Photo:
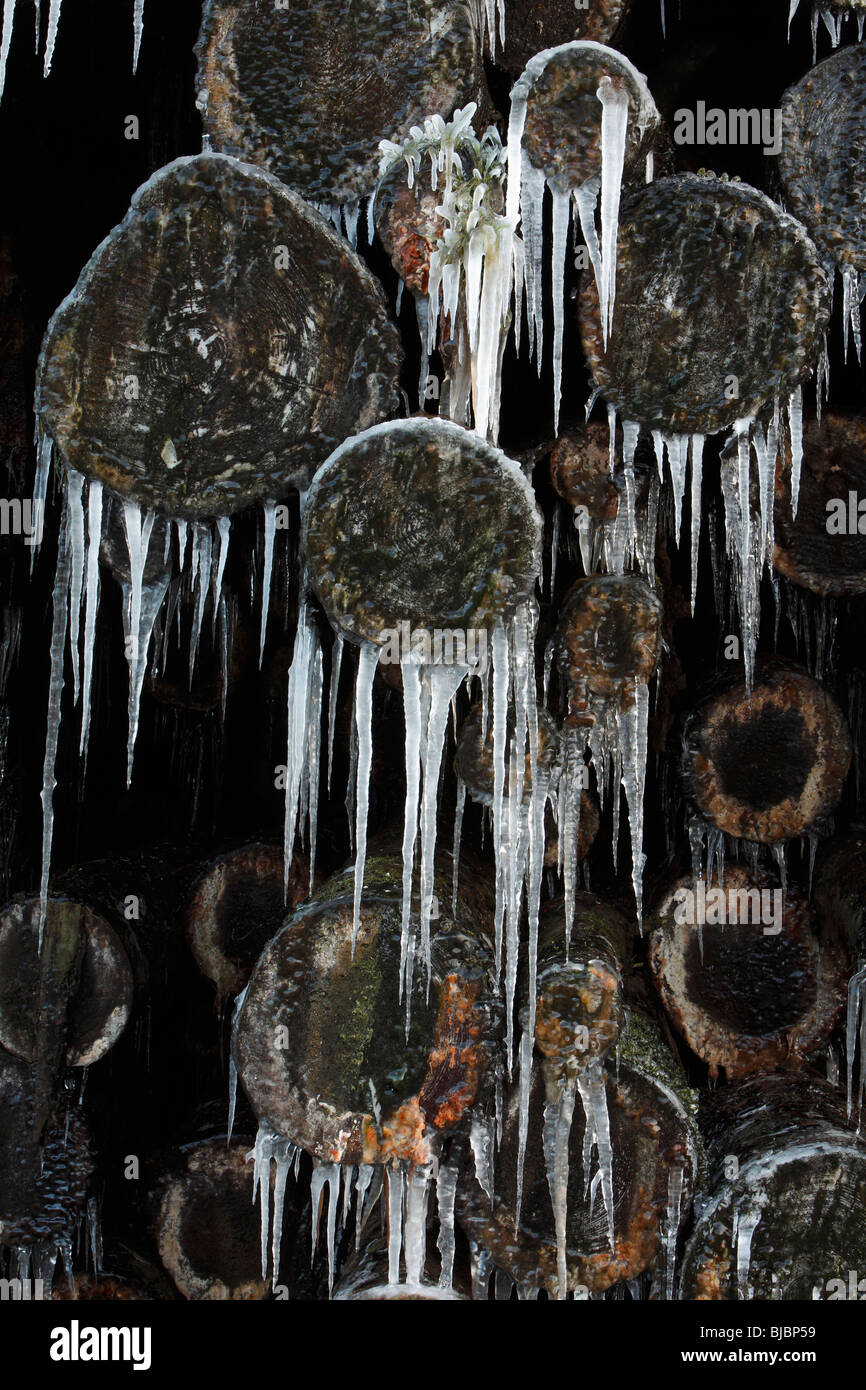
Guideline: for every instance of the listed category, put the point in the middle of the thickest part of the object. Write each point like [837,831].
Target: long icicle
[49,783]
━━━━━━━━━━━━━━━━━━━━━━━━━━━━━━
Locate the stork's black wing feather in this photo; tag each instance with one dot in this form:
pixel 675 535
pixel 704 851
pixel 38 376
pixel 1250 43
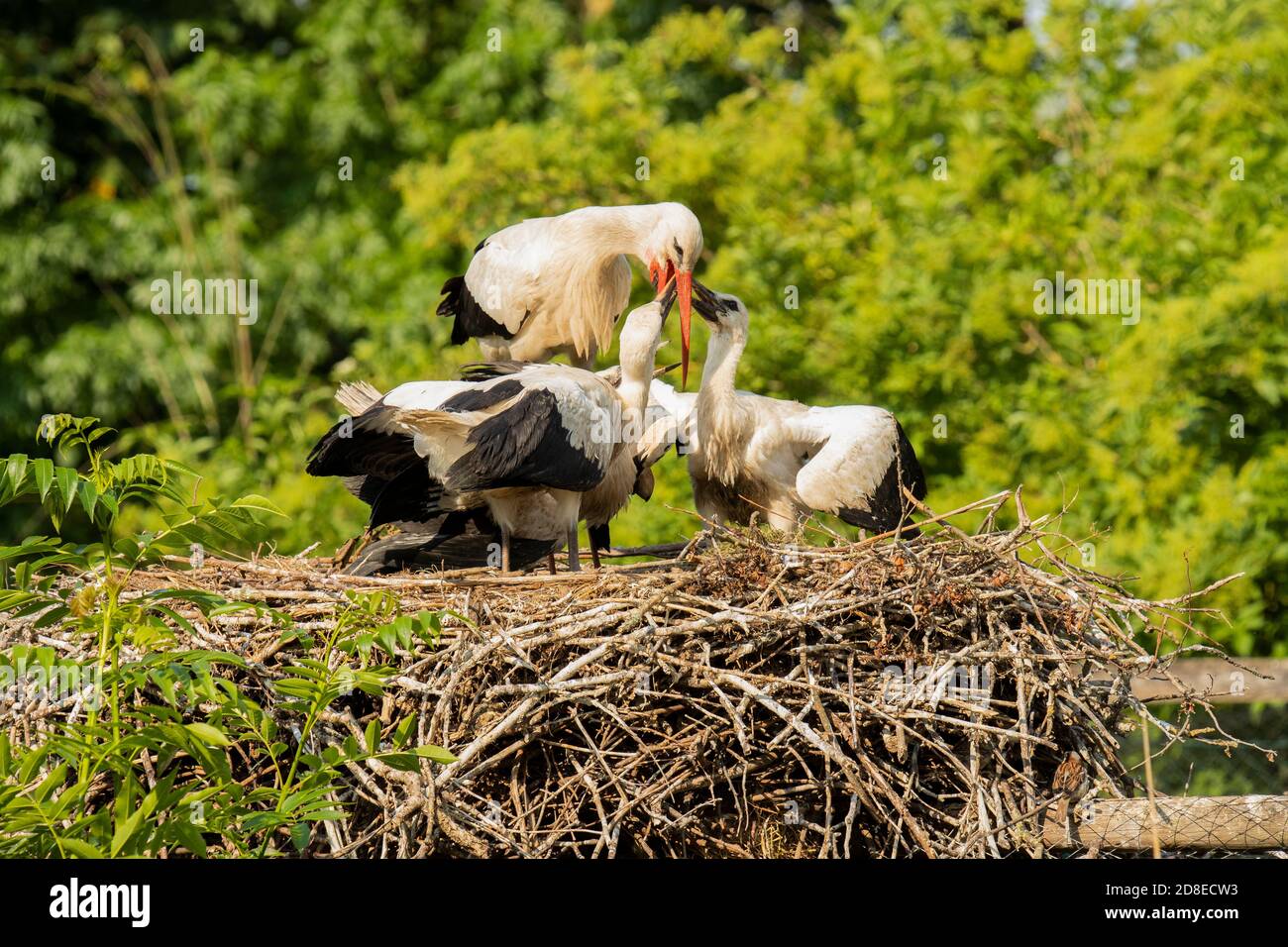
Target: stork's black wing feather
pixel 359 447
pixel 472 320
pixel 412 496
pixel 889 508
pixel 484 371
━━━━━━━━━━━━━━━━━━━━━━━━━━━━━━
§ **PROBLEM TO SOLVE**
Turn the listing into a numbered list, starting with the line that contains "Locate the stork's" and going on through the line that contains "pixel 484 371". Skip blank lines and leave the pictures out.

§ **ANSWER IN FULL**
1. Locate the stork's black wing feather in this photo; tag each instance with one dot in this form:
2. pixel 675 535
3. pixel 704 851
4. pixel 38 376
5. pixel 1250 43
6. Target: stork's black wing feather
7. pixel 359 447
8. pixel 472 320
9. pixel 412 496
10. pixel 889 508
11. pixel 484 371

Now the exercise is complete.